Copy each of the entries below word for word, keeping every line in its original order.

#### STORED RECORDS

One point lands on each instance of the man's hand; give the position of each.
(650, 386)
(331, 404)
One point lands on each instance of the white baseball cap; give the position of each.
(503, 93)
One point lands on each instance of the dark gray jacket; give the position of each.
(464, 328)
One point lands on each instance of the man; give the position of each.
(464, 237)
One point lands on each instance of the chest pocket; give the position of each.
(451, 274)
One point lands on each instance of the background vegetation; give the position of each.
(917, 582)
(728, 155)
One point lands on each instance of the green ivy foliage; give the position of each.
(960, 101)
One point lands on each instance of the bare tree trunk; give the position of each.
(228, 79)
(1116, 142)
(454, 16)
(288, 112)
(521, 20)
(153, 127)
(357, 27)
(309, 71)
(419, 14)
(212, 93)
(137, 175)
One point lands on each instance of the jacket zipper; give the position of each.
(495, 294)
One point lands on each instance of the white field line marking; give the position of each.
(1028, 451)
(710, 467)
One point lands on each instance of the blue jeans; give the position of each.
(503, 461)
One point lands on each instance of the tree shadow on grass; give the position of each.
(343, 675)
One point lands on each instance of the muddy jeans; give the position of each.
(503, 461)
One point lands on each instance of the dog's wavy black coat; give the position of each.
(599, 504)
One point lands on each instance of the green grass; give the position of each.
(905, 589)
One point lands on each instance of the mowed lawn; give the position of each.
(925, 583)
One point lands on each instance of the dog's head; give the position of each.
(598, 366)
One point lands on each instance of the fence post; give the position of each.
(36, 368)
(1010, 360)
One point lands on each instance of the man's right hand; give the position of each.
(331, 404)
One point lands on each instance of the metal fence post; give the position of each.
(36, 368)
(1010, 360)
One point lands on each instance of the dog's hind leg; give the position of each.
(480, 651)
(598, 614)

########

• RESPONSE
One point lands on each instance of the man's hand; give the position of each.
(650, 386)
(331, 404)
One point lands on each instance of the white baseball cap; give the position of each.
(503, 93)
One point lands on each instance of the dark gray jacket; give the position of each.
(464, 328)
One point lands on each instance of the man; give the position of each.
(464, 237)
One point lands on each instance of the chest pocket; give the position of each.
(451, 274)
One point lands on each instance of the background vegetation; give the position of each.
(917, 582)
(728, 155)
One point lands on each instance of the green ivy foliage; give the position of each.
(960, 101)
One point lands on each instance of the bare tree trunk; give the position of each.
(228, 79)
(1116, 142)
(454, 16)
(288, 112)
(521, 20)
(153, 127)
(357, 27)
(309, 71)
(419, 14)
(212, 93)
(137, 175)
One point lands on each instance of the jacket zipper; give the position of each.
(495, 294)
One point lands on each instance of the white field line marking; give the position of each.
(1028, 451)
(710, 467)
One point lands on each instance of the blue jeans; give the position of each.
(503, 461)
One point lands on each instance of the tree shadow on grass; give the position of each.
(343, 675)
One point lands on each instance of the muddy jeans; give the position of each.
(503, 461)
One point lands on each instance of the dog's wavy black coat; give the position of each.
(599, 504)
One point lands on each instance of the green grass; give the position of each.
(905, 589)
One point lands on each instance of the mowed lawn; give the position of each.
(925, 583)
One point lands on each instance of the dog's head; give the position of each.
(598, 366)
One point lands on each instance of the fence post; give the position of each.
(36, 368)
(1010, 360)
One point lands on each instance of the man's right hand; give the position of each.
(331, 404)
One point lands on each instance of the metal fence post; give the position of each.
(36, 368)
(1010, 360)
One point lands on each instance of the dog's hind leg; give the position of each.
(480, 651)
(598, 614)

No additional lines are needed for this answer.